__PAGE EXTRACT__:
^^^^
Saturday, February 19, 2022

I Think I Got Away With it

 I was talking to a smart young woman who is a high school senior. She told me she's  applied to 12 colleges and is waiting to hear back from them so she can choose which one to attend. She asked me how many colleges I applied to when I was a high school senior. I said I applied to one.

People said I was a smart kid when I was a senior but my college options were limited nonetheless because I was crippled and that was 1974. That was the year after the passage of The Rehabilitation Act of 1973, the federal law that said entities receiving federal money couldn’t discriminate against cripples. The Rehab Act hadn’t had time to take root yet so there weren’t a lot of cripple-accessible college campuses. About the only college that was accessible enough for me to attend was Southern Illinois University so that’s where I applied and luckily enough I got in or I’d have been screwed.

I laugh hard when I hear those scandalous stories about people who are rich and/or famous doing stuff like paying bribes and cheating to get their kids into some hot-shit college, like Stanford. I laugh hard because I think about how ridiculous it would be for anybody to pay bribes and cheat to get into Southern Illinois University.
^^^^
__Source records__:
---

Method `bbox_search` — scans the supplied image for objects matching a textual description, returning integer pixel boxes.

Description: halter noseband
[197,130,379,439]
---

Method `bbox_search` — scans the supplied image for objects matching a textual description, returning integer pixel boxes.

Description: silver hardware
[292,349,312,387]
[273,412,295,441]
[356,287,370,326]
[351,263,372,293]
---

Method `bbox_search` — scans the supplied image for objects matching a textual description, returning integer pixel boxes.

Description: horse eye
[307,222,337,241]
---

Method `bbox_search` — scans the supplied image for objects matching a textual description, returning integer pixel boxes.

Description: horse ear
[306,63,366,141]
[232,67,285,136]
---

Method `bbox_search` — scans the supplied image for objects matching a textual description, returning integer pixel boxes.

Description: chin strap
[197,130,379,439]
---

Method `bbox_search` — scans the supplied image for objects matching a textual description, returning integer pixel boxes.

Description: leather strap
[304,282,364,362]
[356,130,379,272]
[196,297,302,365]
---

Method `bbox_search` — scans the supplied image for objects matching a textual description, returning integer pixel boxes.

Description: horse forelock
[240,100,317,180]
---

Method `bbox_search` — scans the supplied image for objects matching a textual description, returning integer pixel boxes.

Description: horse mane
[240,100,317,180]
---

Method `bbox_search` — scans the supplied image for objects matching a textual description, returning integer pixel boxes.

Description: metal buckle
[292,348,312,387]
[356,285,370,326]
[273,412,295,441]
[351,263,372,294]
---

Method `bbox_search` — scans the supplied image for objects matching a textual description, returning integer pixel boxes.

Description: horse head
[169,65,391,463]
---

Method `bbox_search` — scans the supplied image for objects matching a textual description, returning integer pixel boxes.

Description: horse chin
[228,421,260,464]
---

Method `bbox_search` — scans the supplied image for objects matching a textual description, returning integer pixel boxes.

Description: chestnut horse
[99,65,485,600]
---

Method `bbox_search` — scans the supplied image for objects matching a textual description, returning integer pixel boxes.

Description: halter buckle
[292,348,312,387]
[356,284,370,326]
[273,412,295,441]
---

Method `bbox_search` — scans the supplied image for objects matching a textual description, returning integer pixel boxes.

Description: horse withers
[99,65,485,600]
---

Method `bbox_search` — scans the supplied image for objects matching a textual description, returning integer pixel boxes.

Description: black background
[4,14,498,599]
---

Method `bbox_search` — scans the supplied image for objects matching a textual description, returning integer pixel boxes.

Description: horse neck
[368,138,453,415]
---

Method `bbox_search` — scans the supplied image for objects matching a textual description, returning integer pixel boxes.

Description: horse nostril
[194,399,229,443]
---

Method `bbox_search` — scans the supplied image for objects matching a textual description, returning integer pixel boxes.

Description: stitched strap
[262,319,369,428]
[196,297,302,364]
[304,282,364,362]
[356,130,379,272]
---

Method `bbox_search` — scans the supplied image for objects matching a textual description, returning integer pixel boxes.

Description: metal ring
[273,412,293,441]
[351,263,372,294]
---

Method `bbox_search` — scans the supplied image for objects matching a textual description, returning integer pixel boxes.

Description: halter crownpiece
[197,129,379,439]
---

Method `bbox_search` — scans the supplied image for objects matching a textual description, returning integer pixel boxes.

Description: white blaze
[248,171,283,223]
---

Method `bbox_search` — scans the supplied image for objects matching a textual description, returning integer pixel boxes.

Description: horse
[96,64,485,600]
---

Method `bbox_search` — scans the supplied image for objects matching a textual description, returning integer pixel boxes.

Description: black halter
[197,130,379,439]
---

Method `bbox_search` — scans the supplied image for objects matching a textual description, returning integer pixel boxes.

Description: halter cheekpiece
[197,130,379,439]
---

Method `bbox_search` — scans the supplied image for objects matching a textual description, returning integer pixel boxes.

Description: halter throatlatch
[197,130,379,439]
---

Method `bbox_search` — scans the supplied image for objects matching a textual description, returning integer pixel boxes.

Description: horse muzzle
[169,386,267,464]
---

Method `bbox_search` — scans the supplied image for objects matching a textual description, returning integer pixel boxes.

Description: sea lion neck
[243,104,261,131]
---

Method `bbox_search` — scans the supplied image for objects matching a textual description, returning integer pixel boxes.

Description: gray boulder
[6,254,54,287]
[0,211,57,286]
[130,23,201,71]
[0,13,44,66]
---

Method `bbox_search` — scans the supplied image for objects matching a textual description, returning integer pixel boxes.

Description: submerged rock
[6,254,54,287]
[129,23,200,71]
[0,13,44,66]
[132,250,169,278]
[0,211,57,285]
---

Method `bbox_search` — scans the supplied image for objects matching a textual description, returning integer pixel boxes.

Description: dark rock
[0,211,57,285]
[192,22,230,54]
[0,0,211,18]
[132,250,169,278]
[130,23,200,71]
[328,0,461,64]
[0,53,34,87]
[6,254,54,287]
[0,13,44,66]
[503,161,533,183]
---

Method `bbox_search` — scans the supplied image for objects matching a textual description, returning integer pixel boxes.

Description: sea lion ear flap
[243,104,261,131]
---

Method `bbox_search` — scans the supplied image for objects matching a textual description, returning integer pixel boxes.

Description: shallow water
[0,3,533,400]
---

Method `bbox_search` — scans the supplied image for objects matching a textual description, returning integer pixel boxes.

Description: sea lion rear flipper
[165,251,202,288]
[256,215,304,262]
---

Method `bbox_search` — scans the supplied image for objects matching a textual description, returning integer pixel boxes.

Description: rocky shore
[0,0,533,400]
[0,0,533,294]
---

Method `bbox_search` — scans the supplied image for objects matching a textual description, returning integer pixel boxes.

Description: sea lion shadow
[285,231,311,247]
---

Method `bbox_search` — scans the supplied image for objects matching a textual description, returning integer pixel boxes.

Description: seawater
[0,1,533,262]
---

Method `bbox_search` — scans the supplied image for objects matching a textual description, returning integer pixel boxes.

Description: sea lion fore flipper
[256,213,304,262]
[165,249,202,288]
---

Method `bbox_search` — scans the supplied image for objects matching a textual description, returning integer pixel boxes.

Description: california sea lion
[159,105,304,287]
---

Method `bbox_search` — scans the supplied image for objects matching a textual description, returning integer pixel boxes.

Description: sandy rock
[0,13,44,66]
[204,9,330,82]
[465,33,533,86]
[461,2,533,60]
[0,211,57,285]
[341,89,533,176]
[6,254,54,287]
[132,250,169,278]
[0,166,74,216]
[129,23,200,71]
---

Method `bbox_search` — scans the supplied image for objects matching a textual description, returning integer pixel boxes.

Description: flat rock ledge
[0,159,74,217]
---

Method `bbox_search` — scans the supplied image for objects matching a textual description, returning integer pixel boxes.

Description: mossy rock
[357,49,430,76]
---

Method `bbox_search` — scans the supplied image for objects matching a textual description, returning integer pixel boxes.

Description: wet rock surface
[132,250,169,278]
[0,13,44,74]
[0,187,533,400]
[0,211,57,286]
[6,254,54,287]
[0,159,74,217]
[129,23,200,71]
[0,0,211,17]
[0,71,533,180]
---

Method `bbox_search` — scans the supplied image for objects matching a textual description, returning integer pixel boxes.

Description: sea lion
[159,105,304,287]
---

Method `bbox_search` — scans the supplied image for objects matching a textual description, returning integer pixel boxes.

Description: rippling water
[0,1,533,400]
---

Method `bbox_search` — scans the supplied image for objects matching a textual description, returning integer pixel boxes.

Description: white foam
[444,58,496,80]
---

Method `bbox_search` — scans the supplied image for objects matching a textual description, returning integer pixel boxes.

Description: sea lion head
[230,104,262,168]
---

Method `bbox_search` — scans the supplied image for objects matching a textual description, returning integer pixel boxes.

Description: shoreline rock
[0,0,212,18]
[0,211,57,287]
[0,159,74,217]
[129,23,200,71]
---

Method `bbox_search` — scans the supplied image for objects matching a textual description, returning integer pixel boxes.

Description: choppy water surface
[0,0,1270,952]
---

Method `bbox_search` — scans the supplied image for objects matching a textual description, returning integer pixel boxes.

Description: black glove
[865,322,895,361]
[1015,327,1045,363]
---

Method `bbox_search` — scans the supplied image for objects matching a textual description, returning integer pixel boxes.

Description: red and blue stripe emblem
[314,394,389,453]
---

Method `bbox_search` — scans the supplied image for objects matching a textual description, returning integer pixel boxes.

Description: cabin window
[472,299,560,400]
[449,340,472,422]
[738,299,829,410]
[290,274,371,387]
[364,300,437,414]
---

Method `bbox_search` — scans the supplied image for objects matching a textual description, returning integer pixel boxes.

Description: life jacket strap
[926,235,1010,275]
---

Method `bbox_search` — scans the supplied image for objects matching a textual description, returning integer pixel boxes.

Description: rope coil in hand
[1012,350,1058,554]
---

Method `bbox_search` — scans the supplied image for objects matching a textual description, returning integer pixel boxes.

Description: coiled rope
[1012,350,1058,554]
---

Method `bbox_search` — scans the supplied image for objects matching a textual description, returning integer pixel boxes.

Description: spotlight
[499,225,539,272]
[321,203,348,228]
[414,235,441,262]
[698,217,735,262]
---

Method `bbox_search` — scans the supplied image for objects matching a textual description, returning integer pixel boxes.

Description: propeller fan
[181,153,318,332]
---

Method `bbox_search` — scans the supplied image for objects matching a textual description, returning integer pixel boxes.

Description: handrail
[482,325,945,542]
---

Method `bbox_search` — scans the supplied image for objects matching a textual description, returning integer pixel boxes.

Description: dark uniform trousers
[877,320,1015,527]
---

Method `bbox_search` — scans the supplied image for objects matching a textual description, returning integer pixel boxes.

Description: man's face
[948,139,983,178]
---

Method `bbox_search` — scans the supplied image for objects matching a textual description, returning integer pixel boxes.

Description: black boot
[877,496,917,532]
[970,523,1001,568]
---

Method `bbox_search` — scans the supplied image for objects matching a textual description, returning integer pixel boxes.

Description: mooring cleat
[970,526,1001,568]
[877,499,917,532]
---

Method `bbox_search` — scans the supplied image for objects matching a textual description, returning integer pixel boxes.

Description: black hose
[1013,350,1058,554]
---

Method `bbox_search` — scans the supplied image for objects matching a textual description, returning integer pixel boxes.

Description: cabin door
^^^^
__THINGS TO DO__:
a – In the blog post about applying to college, which school was the only one accessible enough for the writer to attend?
b – Pick up the blog post about applying to college right after its final sentence and carry it on in the same voice.
These entries are separate material and have nothing to do with the blog post.

__ANSWERS BY ITEM__:
a – Southern Illinois University.

b –
But actually, I’m lucky I didn’t have to cheat or bribe my way into Southern Illinois University. The high school I attended was a state-operated boarding school for cripples, which I refer to as the Sam Houston Institute of Technology, because it forms an acronym that conveys the quality of the education I received there (SHIT). But the real name of the place was the Illinois Children’s Hospital School, which is even worse. That’s the name of the school on my high school diploma. It hardly sounds like an elite college prep academy. And my grades were mediocre, because I was a teenager and I didn’t give a shit. And my score on my college entrance exam was mediocre, too, because I was a teenager and I didn’t give a shit.

So I’m still amazed that the person at Southern Illinois University who reviewed my college application didn’t stick it right into the shredder, after sharing it with all of their coworkers for a good laugh. But for some reason they accepted me. And it’s too late for them to take it back. I think I got away with it.